**Detection annotation rows**.
## Start

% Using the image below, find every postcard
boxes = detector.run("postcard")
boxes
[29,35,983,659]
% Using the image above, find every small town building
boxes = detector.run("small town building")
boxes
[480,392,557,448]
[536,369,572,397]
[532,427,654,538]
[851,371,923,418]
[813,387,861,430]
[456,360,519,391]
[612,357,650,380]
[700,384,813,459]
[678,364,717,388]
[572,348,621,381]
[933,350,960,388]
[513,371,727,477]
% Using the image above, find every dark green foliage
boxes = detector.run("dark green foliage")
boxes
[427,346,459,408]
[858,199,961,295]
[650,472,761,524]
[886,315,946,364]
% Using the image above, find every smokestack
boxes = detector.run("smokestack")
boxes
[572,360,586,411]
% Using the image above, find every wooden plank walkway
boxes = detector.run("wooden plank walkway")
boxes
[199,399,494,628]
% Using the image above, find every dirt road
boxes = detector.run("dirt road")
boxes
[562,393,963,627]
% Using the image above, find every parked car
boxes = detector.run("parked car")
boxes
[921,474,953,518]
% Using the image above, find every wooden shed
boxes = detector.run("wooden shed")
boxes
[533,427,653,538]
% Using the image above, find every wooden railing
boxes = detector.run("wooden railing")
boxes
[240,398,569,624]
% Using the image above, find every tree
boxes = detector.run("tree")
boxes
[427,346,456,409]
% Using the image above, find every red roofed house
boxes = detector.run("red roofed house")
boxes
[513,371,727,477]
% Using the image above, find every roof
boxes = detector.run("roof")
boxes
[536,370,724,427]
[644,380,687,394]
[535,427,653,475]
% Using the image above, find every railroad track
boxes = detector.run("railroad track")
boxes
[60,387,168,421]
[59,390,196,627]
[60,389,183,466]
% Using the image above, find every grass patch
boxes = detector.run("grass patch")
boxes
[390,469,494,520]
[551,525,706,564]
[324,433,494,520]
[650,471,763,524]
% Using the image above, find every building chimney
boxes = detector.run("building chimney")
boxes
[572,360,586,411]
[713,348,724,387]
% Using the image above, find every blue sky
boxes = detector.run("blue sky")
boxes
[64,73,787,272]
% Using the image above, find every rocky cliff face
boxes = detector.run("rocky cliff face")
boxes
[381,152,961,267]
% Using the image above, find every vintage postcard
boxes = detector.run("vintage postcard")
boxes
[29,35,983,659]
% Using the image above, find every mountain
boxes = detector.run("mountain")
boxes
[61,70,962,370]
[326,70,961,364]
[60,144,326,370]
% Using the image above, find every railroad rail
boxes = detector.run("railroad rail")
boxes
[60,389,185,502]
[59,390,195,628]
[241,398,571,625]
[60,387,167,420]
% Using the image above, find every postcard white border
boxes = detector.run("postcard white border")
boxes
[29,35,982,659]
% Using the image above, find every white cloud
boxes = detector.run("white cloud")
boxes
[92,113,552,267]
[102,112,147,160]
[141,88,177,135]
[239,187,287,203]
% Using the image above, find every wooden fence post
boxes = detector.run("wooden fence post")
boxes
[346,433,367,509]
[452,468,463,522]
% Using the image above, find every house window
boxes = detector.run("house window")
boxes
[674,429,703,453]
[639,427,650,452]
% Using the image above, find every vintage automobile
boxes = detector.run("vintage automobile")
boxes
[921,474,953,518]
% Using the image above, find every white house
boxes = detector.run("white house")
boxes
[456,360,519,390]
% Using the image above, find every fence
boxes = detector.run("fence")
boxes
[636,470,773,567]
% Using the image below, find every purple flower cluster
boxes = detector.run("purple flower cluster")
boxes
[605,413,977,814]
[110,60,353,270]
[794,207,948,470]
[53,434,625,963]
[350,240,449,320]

## End

**What you should do**. Please rewrite the rows from the line containing "every house window" through the end of the rows, changing "vintage automobile" to "classic car" and leaving everything else as it is.

**Task solution**.
% Using the image above, find every house window
boxes = detector.run("house window")
boxes
[674,429,703,453]
[639,427,650,452]
% Using the image above, find every classic car
boxes = detector.run("classic car")
boxes
[921,474,953,518]
% Using the image above, find every white house
boxes = detector.run("white house")
boxes
[456,360,519,390]
% Using the image above, find every fence
boxes = detector.run("fence")
boxes
[636,470,773,567]
% Using the image below, find every purple flower cluster
boxes = detector.run("purple flower cluster")
boxes
[605,413,977,814]
[110,60,353,270]
[794,207,948,470]
[53,434,625,963]
[350,240,449,320]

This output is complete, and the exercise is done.